▶ Exercise inputs:
_ _ _ _ _ _ _
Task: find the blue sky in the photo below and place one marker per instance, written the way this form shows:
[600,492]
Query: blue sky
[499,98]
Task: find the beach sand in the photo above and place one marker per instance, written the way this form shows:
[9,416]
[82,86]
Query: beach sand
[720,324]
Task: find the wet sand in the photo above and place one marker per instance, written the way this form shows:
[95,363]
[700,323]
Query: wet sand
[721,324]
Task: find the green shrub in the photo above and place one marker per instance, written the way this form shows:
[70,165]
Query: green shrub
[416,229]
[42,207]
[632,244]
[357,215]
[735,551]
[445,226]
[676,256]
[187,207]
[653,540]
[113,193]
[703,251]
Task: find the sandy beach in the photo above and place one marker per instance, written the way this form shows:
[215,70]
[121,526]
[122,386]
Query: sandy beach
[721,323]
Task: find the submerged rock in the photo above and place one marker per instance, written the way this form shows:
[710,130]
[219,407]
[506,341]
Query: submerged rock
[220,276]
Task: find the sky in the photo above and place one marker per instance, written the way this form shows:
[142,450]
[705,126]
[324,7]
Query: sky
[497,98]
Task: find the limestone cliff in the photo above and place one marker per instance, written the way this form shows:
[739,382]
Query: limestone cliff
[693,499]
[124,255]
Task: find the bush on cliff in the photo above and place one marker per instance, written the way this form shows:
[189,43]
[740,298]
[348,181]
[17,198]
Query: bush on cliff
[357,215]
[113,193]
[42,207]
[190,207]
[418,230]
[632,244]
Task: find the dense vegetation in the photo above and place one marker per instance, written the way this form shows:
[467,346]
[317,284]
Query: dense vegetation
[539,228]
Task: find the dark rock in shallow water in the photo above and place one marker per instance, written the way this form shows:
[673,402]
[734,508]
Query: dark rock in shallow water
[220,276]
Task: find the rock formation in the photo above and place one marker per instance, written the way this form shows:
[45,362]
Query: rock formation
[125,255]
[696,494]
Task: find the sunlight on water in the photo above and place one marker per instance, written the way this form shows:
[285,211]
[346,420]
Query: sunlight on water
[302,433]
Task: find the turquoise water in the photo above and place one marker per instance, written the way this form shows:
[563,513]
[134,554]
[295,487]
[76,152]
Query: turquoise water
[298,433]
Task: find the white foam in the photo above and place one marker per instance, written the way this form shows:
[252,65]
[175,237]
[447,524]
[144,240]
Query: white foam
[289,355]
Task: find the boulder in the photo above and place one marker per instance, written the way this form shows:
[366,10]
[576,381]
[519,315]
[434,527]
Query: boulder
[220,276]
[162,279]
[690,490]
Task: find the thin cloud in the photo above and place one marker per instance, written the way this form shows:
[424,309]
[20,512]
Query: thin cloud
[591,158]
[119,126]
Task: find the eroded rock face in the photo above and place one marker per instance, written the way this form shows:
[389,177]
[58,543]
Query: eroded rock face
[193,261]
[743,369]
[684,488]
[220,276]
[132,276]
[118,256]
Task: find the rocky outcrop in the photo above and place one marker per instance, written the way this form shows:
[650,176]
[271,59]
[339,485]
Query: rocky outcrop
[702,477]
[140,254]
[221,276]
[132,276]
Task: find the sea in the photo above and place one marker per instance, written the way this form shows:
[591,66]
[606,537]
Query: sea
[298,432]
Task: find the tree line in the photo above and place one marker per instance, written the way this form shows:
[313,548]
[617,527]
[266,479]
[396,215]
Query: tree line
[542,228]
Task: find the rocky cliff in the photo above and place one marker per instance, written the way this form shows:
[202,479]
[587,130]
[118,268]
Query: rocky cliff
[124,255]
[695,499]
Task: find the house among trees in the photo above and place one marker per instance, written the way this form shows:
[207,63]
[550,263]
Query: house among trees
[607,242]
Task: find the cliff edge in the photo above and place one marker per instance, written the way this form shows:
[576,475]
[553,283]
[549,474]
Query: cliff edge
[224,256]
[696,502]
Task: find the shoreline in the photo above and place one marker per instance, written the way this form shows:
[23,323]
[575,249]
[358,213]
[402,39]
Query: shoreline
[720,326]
_ _ _ _ _ _ _
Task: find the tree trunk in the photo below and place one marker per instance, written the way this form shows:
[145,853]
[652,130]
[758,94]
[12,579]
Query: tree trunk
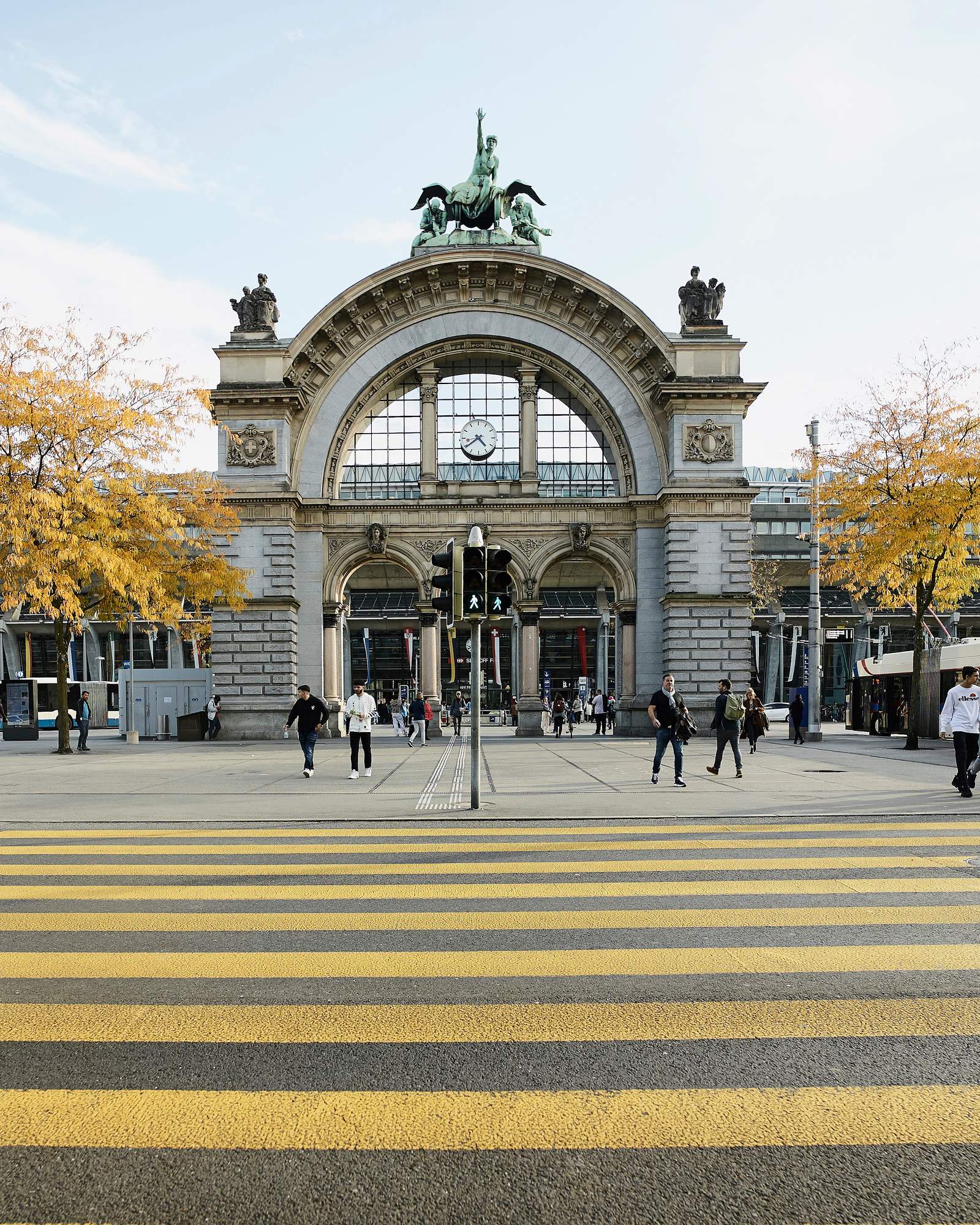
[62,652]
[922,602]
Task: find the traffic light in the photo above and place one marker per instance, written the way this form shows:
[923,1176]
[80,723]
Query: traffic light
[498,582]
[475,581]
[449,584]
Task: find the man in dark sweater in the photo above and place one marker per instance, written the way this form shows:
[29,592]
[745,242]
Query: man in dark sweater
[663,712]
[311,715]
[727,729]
_ _ _ _ _ _ _
▶ Given request:
Show each line of the records that contains the word "white".

▶ Output for this task:
Task: find the white foam in the photo above and place one marker per instance, written the way this form shows:
Query: white foam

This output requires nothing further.